----- EXTRACTED MATERIAL

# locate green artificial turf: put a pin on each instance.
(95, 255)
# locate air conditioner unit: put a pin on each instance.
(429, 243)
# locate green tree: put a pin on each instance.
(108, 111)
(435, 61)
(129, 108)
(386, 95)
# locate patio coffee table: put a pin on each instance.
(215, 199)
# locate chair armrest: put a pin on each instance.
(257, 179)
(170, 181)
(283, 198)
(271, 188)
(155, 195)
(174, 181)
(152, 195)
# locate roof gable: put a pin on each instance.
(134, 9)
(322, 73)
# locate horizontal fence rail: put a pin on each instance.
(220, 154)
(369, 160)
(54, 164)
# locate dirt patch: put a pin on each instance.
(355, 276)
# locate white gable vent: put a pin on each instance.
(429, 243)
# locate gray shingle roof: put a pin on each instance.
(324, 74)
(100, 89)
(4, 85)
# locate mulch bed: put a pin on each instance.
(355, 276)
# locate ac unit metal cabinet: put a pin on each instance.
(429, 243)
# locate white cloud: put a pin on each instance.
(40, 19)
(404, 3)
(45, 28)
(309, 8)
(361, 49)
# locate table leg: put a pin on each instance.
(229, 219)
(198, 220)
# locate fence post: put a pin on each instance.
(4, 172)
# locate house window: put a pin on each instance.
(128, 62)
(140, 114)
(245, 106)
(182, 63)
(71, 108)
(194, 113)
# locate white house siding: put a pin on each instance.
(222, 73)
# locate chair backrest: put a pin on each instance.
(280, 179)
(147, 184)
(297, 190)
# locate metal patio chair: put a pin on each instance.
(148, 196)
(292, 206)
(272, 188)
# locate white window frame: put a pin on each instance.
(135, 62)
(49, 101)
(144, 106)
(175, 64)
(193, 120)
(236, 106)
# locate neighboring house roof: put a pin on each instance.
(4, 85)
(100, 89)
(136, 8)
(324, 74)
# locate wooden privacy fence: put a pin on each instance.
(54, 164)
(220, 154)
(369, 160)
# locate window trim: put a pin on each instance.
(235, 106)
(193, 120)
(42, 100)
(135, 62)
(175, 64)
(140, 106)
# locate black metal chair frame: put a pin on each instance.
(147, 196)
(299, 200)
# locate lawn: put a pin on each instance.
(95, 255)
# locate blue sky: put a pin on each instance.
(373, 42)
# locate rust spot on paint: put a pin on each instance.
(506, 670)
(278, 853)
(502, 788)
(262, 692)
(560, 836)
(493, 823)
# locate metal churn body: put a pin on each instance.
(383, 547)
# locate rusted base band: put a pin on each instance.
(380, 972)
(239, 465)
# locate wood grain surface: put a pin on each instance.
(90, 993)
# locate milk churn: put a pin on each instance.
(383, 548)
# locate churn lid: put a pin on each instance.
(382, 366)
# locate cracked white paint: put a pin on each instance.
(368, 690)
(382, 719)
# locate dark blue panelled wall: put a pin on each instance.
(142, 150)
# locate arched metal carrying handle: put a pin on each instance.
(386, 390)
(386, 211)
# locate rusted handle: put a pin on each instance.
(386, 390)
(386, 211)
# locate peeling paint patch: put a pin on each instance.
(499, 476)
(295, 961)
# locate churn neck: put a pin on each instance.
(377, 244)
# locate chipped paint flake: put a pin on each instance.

----------

• _WHAT YOU HAVE TO DO_
Every word of every entry must be returned as it appears.

• _WRITTEN REPLY_
# locate green artificial turf: put a pin on each instance.
(95, 255)
# locate air conditioner unit: put a pin on each instance.
(429, 243)
# locate green tree: put a pin on each instance.
(108, 111)
(435, 61)
(129, 108)
(386, 95)
# locate patio coffee table: put a pin on each instance.
(215, 199)
# locate chair armrest: put a pin on each instance.
(257, 179)
(170, 181)
(283, 198)
(271, 188)
(155, 195)
(174, 181)
(152, 195)
# locate roof gable: put a pin on each instance.
(134, 9)
(322, 73)
# locate horizontal fence rail: put a pin on each instance.
(220, 154)
(369, 160)
(54, 164)
# locate dirt patch: put a pin on each instance.
(355, 276)
# locate white gable vent: put a pin on each instance.
(429, 243)
# locate gray shingle roof: put a pin on each instance.
(324, 74)
(100, 89)
(4, 85)
# locate mulch bed: put a pin on each instance.
(355, 276)
# locate ac unit metal cabinet: put a pin on each instance.
(429, 243)
# locate white cloud: put a pin on each instance.
(40, 19)
(404, 3)
(45, 28)
(309, 8)
(361, 49)
# locate table leg: put a pin on each instance.
(229, 219)
(198, 220)
# locate fence post: put a pin on each instance.
(4, 172)
# locate house window: put a pin on each instance.
(128, 62)
(140, 114)
(245, 106)
(182, 63)
(71, 108)
(194, 113)
# locate white house siding: put a pin on each instance.
(222, 73)
# locate chair backrest: put a pin on each instance.
(280, 179)
(147, 184)
(297, 190)
# locate metal patio chair: put a pin on each instance.
(148, 196)
(292, 206)
(272, 188)
# locate white window frame: put a pin on each instance.
(135, 62)
(49, 101)
(144, 106)
(175, 64)
(193, 120)
(236, 106)
# locate neighboring house roof: put a pin on each instance.
(4, 85)
(100, 89)
(136, 8)
(324, 74)
# locate wooden privacy fence: put a pin on each instance.
(54, 164)
(220, 154)
(369, 160)
# locate window trim: put a pin on each instance.
(235, 106)
(193, 120)
(42, 100)
(135, 62)
(175, 64)
(140, 106)
# locate black metal chair frame: put a pin on each instance.
(147, 196)
(299, 200)
# locate lawn: put a pin on each instance.
(95, 255)
# locate blue sky: put a pin on each instance.
(373, 42)
# locate rust spot on paint: put a pin on each instance.
(506, 670)
(278, 853)
(502, 788)
(262, 692)
(560, 836)
(493, 823)
# locate metal churn body: put a pin on each instance.
(383, 547)
# locate rusted base band: put a pin on each instance.
(380, 972)
(239, 465)
# locate wood grain surface: put a pin on each instance.
(90, 993)
# locate milk churn: put a pin on each instance.
(383, 548)
# locate churn lid: put a pin on each instance.
(382, 366)
# locate cracked white paint: put a pin on each instance.
(368, 690)
(382, 719)
# locate dark blue panelled wall: put a pin on each instance.
(142, 150)
# locate arched metal carrying handle: put a pin on each instance.
(386, 390)
(386, 211)
# locate rusted handle: put a pin on each instance.
(386, 390)
(386, 211)
# locate peeling paint patch: put a pin on each instance.
(499, 476)
(295, 961)
# locate churn neck: put a pin on each instance.
(377, 244)
# locate chipped paint flake: put a pin on each instance.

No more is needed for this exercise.